- **PROBLEM DESCRIPTION**
Reproduce the lines below word for word, beginning at the line that contains "like [158, 308]." and continuing through the last line.

- **TASK INPUT**
○ ○ ○ ○
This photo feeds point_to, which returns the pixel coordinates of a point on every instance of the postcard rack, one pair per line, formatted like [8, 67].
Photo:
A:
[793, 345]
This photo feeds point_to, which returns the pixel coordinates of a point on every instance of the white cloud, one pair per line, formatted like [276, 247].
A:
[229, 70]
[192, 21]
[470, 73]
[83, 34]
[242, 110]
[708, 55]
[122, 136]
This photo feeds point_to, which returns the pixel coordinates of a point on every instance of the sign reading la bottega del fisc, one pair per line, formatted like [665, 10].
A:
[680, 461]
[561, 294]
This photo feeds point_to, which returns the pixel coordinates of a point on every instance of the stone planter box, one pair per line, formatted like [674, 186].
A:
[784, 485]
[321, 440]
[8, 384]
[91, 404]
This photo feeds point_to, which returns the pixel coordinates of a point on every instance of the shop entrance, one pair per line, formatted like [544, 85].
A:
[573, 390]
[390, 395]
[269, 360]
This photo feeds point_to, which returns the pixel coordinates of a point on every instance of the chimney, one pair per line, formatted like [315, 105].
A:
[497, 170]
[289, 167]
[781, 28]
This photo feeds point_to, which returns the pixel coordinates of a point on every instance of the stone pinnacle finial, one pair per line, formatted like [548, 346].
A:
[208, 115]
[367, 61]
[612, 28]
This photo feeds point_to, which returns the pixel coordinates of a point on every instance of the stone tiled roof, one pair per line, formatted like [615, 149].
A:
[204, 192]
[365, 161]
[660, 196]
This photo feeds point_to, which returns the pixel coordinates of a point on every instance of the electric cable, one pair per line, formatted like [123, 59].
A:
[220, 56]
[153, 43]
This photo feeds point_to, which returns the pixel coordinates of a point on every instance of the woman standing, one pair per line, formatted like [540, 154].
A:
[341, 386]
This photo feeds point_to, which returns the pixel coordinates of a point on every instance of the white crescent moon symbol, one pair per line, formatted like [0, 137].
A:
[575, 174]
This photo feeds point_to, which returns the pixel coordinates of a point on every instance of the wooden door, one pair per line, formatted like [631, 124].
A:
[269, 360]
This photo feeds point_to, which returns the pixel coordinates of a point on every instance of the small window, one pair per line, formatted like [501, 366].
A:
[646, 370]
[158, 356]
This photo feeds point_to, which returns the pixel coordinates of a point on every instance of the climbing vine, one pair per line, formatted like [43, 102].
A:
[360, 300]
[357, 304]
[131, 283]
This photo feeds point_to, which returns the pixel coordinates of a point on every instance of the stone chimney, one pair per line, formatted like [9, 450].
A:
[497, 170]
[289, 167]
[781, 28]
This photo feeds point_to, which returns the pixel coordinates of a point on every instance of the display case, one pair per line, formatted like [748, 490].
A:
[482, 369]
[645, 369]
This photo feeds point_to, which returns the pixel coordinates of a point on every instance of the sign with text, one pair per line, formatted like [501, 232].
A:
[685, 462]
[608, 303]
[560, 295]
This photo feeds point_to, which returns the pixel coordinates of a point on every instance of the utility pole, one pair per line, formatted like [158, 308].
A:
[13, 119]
○ ○ ○ ○
- **RESULT OF THE TASK**
This photo feeds point_to, which returns the pixel coordinates of a point on every instance of the utility pole, one pair per line, formatted like [158, 308].
A:
[13, 119]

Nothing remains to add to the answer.